- PASSAGE PROVIDED -
#####
HeatdeatH: II
Static Station

When Tim Glenn's stampeding drums join Andrew Broder's strangulated guitar wail a dozen seconds into HeatdeatH's II, you'll swear you've been swept into the center of a hurricane. It's hard to resist such metaphors when Broder's axe roars at such a decimating level and Glenn's tom-toms and kick drums stoke such a tribal firestorm. In fact, the Minneapolis duo cranks its sound to an even more epic pitch by bringing electronic manipulations into the mix, and things build to such a feverish tumult halfway through side one that you'd better be sure you're strapped in when the hellacious mix hits its stride. Side two grows in intensity a little more patiently but by the seven-minute mark it too is in full broil and eventually works itself into an amazing climax spearheaded by razor-sharp sheets of monotone guitar roar. It's worth noting that II is “noise” music by design but it's not noise of the unpleasant, ear-shattering kind. Instead, HeatdeatH's wall of sound more often than not envelops rather than bludgeons the listener.
#####
- LISTED ENTRIES -
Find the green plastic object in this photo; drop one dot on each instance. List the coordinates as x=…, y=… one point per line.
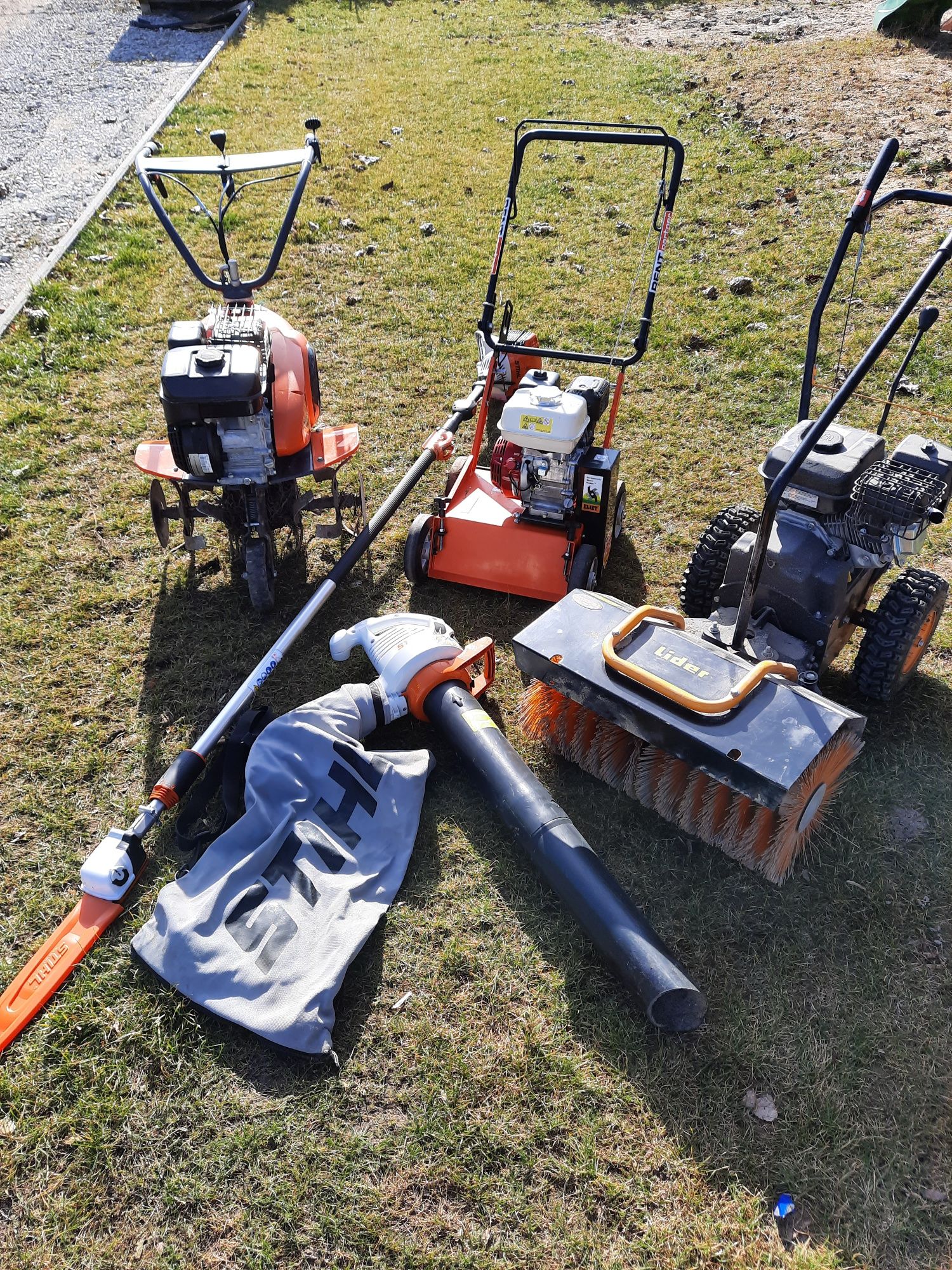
x=909, y=15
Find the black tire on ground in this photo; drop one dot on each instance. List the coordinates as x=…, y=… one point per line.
x=708, y=567
x=621, y=502
x=583, y=575
x=899, y=634
x=261, y=573
x=454, y=472
x=417, y=549
x=158, y=507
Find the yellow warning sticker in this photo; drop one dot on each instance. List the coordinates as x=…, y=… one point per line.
x=479, y=719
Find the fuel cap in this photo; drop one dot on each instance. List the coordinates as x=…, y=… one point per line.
x=210, y=358
x=831, y=441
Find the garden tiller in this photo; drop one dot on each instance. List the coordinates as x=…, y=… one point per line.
x=713, y=721
x=541, y=520
x=241, y=389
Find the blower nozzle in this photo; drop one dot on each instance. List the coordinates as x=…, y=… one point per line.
x=441, y=690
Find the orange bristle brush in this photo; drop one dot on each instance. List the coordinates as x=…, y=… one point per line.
x=766, y=840
x=751, y=768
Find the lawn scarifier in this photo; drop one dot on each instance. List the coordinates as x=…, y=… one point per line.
x=543, y=519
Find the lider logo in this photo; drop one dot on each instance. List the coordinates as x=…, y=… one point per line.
x=668, y=656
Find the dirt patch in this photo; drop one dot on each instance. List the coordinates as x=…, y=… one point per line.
x=812, y=73
x=708, y=26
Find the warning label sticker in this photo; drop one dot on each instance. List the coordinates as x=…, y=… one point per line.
x=592, y=488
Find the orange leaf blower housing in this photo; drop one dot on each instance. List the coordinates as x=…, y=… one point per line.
x=541, y=520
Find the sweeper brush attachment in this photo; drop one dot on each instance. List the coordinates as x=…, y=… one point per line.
x=753, y=777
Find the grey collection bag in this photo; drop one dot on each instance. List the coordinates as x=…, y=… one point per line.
x=263, y=928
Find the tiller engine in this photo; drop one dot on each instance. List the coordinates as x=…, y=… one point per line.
x=241, y=389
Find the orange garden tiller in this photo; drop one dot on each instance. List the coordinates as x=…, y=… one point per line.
x=241, y=389
x=541, y=520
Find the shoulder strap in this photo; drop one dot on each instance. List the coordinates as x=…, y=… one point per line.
x=224, y=777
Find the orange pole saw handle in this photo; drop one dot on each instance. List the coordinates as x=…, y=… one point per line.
x=53, y=965
x=439, y=672
x=671, y=692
#####
- TASKS -
[A] List every person and place named in the review of HeatdeatH's II.
[B] Please extend the review of HeatdeatH's II past its final sentence by a short paragraph.

- ANSWER SECTION -
[A] Tim Glenn, Andrew Broder, Minneapolis

[B]
That the long-time collaborators (the two participated in a Minneapolis performance of Rhys Chatham's Guitar Trio, for one) issued their debut in March on Conspiracy Records (home to (Jesu, ISIS, Birchville Cat Motel, Nadja, et al.) should tell you something. Though II is being promoted as an EP, it's actually a mini-album whose two vinyl sides total about thirty-four minutes (the release is being issued in a limited-edition run of 300 copies which comes with a download coupon for high-quality mp3s of the record plus a seething, six-minute third piece unavailable elsewhere). II is the blackest of black holes, a searing vortex of immense power that collapses death metal, electronic experimentation, drones, and noise into an awesome, monolithic force. Imagine an improv between Naked City and Last Exit and you're almost there. And one final thing: don't even think of playing the material at anything less than maximum volume.